TASK INSTRUCTIONS: Reproduce each of the items below word for word, leaving out the pictures.

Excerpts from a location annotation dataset
++++++++++
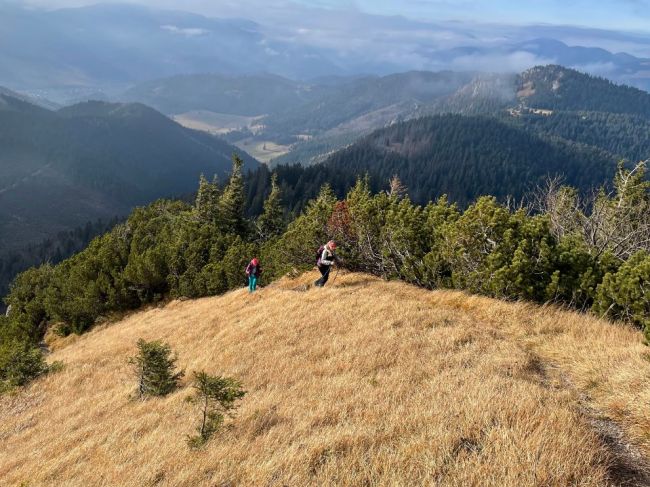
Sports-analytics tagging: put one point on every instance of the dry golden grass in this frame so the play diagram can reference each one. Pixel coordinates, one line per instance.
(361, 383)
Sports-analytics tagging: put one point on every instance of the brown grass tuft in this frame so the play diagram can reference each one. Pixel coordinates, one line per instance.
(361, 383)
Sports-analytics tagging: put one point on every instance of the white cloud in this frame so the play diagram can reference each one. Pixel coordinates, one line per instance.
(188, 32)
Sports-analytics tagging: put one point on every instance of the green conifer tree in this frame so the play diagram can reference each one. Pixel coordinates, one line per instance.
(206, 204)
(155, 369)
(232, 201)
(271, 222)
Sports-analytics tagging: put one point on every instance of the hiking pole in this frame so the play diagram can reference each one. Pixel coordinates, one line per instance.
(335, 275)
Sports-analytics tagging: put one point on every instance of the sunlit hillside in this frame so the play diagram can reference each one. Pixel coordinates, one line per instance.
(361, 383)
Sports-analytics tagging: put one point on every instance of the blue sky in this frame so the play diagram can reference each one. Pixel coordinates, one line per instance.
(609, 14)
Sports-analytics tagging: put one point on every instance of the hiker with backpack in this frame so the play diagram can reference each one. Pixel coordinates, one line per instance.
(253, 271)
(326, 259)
++++++++++
ANSWER TO THE PROBLEM:
Sports-analytics tagging: put one point on every instance of the dry golden grass in this frame so the play diagram can reference each one. Pixel coordinates, one line per instance.
(361, 383)
Sports-analytics tagging: put one point on every instance of the brown grass tuft in this frame so the play diagram can reference each one. Pixel coordinates, one line per instance.
(361, 383)
Sports-analytics tagging: put one point on every instance of the white cloud in this frame so the play diagram can reference each one. Pixel coordinates, one line per instance.
(188, 32)
Sports-analytics tagging: put one point on every instance of the green conifer tree in this frame so the play diagram can reference each one. Pixel coordinates, one line per instance.
(206, 204)
(155, 369)
(232, 201)
(271, 222)
Sports-analytics tagging: put one point on every instance of the hiking pole in this frame so the play diagram can reference each one. Pixel coordinates, one line per instance.
(335, 275)
Sports-analytics tagging: put one point on every instance of the sunlit hillside in this frame so the play diagram can reference each one. Pixel coordinates, one line per instance.
(361, 383)
Sports-analytics tagging: put one point on every instance of the blue sky in this frame so the play diagram can reference each one. Pixel coordinates, one line per instance.
(609, 14)
Sports-analytics tagging: put one point on every instance of the hiker with backpack in this frame so the play diagram can reference each one. Pixel coordinates, one line per instance.
(253, 271)
(326, 259)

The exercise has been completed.